# Exercise prompt
Reproduce word for word the stretch of the power-of-two proof thread from "1000...000 - i" through "-1 (2 complement)".

# Page excerpt
↓

[SOLVED] How to prove that "i & (i - 1) == 0" means "i is the power of 2"

How to prove that "i & (i - 1) == 0" means "i is the power of 2"

If we know beforehand that i must be something like 10...0, it's not hard to imagine.
But how to mathematically prove that i & (i - 1) == 0 is sufficient to say i is the power of 2, at lease for positive integer?
You can find some explanations of this expression in How to check if a number is a power of 2 But I don't think an explanation is congruent with a mathematical proof.

Solution

Technically, the statement is not correct, in case of i is a signed int it should be

i & (i - 1) == 0 if and only if i is a power of 2 or 0

The proof is easy:

If i is power of 2, then it can be represented as 1000...000 (binary) and we have

  1000...000 - i is a power of 2 
  0111...111 - i - 1
  ----------
  0000...000 = 0

If i is 0 then we have

          0 - i = 0
  111...111 -1 (2 complement)
  ---------
          0

If i is not a power of 2 or 0 then it has at least two bits set, let's take leftmost and rightmost of them:

  i = 1?..?10...0
      ^    ^ rightmost 1
      leftmost 1

and we have the leftmost bit ever set:

  1?..?10...0 - i
  1?..?01...1 - i - 1 
  -----------
  1?..?00...0 > 0

↑

# Supplied material

↓

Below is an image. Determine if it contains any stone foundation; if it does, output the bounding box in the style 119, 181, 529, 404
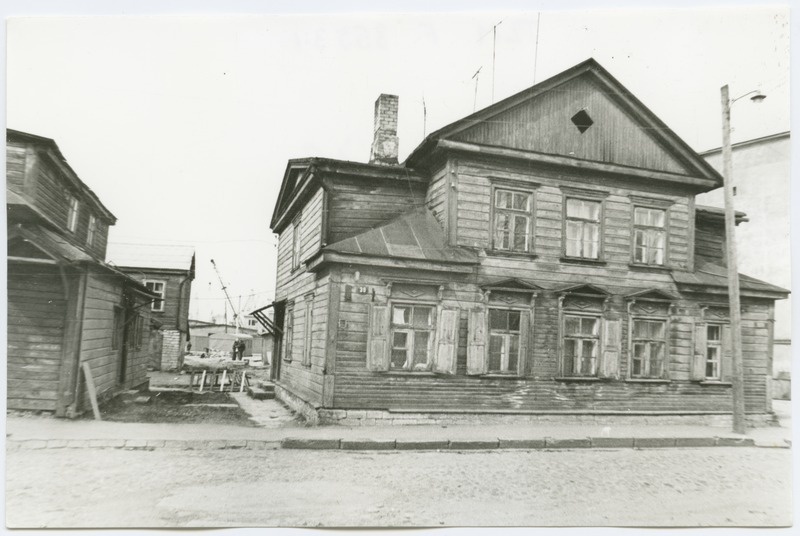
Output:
316, 410, 778, 427
275, 382, 326, 424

↑

# The output
1000...000 - i is a power of 2 
  0111...111 - i - 1
  ----------
  0000...000 = 0

If i is 0 then we have

          0 - i = 0
  111...111 -1 (2 complement)